What this task involves
Please reproduce all entries word for word and omit their pictures.

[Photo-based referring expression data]
┌──
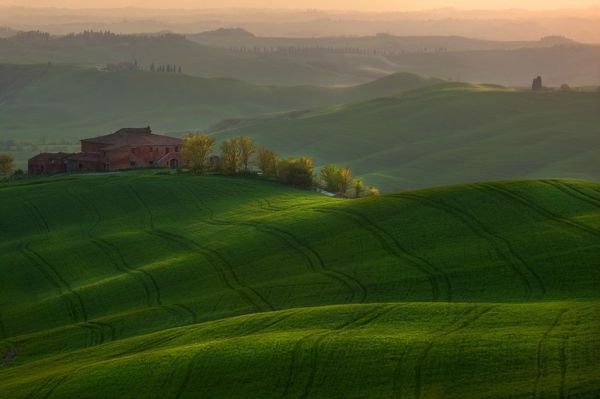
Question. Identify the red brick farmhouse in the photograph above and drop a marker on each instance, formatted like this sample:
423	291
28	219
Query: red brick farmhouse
125	149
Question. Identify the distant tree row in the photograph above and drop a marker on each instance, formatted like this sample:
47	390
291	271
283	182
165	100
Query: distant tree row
302	50
239	155
166	69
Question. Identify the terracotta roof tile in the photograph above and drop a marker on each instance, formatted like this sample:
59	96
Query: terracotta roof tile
132	137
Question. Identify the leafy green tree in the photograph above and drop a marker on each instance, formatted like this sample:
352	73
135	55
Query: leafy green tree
330	178
7	164
358	188
231	158
372	192
296	172
267	161
246	150
345	179
196	149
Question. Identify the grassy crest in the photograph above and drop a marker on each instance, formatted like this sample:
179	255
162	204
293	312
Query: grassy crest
70	102
444	134
148	285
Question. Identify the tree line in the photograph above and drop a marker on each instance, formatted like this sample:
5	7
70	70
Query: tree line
240	156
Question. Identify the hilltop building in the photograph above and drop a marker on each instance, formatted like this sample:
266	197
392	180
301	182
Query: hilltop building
127	148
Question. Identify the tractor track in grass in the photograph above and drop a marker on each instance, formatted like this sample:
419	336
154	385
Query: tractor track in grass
573	191
222	267
77	311
316	346
47	387
391	245
541	348
547	214
148	345
50	273
312	258
118	260
501	246
562	358
187	376
396	387
460	324
37	214
319	344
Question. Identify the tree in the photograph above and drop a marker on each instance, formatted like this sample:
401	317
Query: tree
230	156
565	87
296	172
345	179
372	192
196	149
246	149
330	178
358	188
7	164
267	161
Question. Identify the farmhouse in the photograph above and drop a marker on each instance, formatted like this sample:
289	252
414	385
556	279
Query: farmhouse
125	149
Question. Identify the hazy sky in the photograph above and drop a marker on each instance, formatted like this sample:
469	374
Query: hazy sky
364	5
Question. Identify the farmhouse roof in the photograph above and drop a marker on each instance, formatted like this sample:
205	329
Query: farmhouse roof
85	156
49	156
133	137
└──
Answer area
Question. Identify the red brick farmhouse in the photograph above and drop a marker on each instance, formatted like this sample:
423	291
28	219
Query: red brick farmhouse
125	149
Question. Identify the distant tree row in the photograph above and drop a marker on each instance, formatted like this sample:
47	390
291	271
283	182
165	100
Query: distant tree row
302	50
239	155
166	69
Question. Identify the terracotta roof tile in the photograph above and drop a marker on each instance, formatted like this sample:
59	96
Query: terracotta roof tile
132	137
Question. Identify the leafy green tree in the photograph above and drop a marker on each instance, formatted like this sample:
352	73
135	55
Query: leafy green tree
330	178
7	164
358	188
231	158
372	192
296	172
267	161
246	150
345	179
196	149
Question. Identify the grassy crest in the photograph above and drop a marker on each instance, formatted like this sample:
179	255
162	204
293	312
Query: grassy crest
70	102
444	134
148	285
Question. Identify the tree line in the photograph above and drop a marker on each instance, formatted like this sample:
5	7
70	70
Query: tree line
240	156
Question. Identify the hilltop building in the photograph above and drop a marker on each instance, formatted like this sample:
266	197
392	180
301	182
Query: hilltop building
127	148
Question. Identify the tractor track in grass in the photograph above and drop a marker on each instance, formatted like this sample:
419	336
154	385
Query: tractor track in grass
573	191
222	267
77	311
316	346
47	387
391	245
541	348
547	214
148	345
50	273
312	258
118	260
501	246
562	358
187	376
396	387
460	324
37	214
319	344
Question. Identify the tree in the photograph above and drop a marker on each instance, formatted like this sample:
401	317
Query: tree
230	156
565	87
296	172
345	179
372	192
196	149
246	149
330	178
358	188
7	164
267	161
Question. Identify the farmhouse in the photograph above and drop a marker on each instance, formatted like this sample:
289	252
414	385
556	279
Query: farmhouse
125	149
Question. Identify the hazy sky in the photograph above and drop a marker on each instance, formatted like this sample:
469	374
Query: hazy sky
364	5
Question. Identify the farmhouse roof in the photograph above and drop a marker on each instance, formatted like this sample:
205	329
Query: farmhouse roof
85	156
49	156
133	137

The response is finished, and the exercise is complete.